(Items from a point labeling set)
--
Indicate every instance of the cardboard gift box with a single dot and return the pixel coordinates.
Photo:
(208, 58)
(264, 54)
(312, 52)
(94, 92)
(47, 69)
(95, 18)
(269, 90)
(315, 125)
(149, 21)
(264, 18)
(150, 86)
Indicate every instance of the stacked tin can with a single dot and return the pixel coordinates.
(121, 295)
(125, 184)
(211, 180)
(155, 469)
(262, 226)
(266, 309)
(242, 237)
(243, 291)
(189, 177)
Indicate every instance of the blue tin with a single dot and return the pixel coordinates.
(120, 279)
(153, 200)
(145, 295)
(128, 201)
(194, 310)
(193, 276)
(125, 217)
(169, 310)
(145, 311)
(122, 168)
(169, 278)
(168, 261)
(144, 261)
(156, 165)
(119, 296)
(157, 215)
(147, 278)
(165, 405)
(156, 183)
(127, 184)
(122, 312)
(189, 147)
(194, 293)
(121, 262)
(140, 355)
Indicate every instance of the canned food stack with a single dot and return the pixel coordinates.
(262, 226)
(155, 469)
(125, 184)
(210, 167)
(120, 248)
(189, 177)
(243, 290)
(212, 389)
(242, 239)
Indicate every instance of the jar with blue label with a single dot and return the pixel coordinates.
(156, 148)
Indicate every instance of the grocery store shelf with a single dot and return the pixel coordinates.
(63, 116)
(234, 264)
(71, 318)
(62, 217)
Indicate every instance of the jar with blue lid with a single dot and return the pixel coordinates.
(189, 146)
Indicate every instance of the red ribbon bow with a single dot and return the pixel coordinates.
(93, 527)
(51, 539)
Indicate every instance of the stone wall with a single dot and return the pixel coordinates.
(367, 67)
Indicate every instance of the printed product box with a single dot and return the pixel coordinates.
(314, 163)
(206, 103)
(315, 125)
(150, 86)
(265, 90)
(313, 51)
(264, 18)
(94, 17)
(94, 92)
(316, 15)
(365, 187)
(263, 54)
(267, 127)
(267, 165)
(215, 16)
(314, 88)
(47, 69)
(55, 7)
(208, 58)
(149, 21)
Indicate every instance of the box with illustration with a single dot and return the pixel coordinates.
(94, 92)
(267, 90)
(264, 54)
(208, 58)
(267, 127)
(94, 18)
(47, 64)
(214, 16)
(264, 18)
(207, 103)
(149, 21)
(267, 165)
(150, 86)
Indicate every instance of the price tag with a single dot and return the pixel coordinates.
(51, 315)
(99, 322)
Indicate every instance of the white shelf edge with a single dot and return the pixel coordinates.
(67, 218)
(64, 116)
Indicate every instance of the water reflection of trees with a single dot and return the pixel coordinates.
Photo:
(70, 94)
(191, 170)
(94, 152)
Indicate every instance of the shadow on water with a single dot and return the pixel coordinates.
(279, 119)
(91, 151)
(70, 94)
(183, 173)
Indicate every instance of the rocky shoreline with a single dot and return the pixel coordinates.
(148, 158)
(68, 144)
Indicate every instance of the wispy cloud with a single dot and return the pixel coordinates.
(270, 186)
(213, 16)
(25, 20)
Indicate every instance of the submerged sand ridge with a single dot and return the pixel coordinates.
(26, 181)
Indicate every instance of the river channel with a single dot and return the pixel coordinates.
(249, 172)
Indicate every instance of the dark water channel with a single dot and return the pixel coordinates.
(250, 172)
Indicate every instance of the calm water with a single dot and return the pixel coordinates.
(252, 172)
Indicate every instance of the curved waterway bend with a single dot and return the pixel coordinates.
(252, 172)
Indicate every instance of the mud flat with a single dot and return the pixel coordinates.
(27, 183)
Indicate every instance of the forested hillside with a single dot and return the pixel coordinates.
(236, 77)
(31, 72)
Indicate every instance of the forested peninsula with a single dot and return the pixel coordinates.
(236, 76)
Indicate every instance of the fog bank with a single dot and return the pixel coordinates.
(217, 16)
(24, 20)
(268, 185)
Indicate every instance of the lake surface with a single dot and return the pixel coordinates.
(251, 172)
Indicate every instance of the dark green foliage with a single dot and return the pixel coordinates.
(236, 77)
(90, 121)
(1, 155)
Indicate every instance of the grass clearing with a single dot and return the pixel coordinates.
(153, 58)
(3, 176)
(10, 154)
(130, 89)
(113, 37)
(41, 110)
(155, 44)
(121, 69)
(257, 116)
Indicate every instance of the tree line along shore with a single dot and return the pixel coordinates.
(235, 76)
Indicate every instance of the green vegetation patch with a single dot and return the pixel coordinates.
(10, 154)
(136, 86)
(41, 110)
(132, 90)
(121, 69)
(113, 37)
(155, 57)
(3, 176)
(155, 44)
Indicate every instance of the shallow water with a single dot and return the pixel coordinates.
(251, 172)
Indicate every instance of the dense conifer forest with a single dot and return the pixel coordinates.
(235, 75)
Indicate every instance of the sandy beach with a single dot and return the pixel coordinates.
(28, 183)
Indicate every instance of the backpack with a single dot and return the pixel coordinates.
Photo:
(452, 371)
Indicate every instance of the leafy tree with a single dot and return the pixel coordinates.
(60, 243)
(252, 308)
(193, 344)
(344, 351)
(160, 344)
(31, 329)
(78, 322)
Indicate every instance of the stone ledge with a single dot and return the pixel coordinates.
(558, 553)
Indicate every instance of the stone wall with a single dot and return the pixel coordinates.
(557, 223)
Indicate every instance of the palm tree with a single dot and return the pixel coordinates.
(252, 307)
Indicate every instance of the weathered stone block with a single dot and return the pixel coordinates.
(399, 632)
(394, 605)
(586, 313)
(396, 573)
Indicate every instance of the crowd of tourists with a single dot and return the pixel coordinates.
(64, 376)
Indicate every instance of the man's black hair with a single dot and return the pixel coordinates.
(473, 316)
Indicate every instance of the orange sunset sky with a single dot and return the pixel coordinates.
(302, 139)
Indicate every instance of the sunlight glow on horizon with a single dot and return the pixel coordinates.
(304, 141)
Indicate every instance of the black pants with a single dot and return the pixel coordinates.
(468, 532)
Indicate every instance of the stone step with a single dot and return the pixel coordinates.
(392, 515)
--
## Requirements
Rewrite the items from the line containing "Indicate every instance of the stone step" through the end of the items, replacing "stone step" with "stone stair" and changing nothing else.

## Output for this exercise
Indicate every instance of the stone stair with a single dot and return the pixel coordinates.
(392, 515)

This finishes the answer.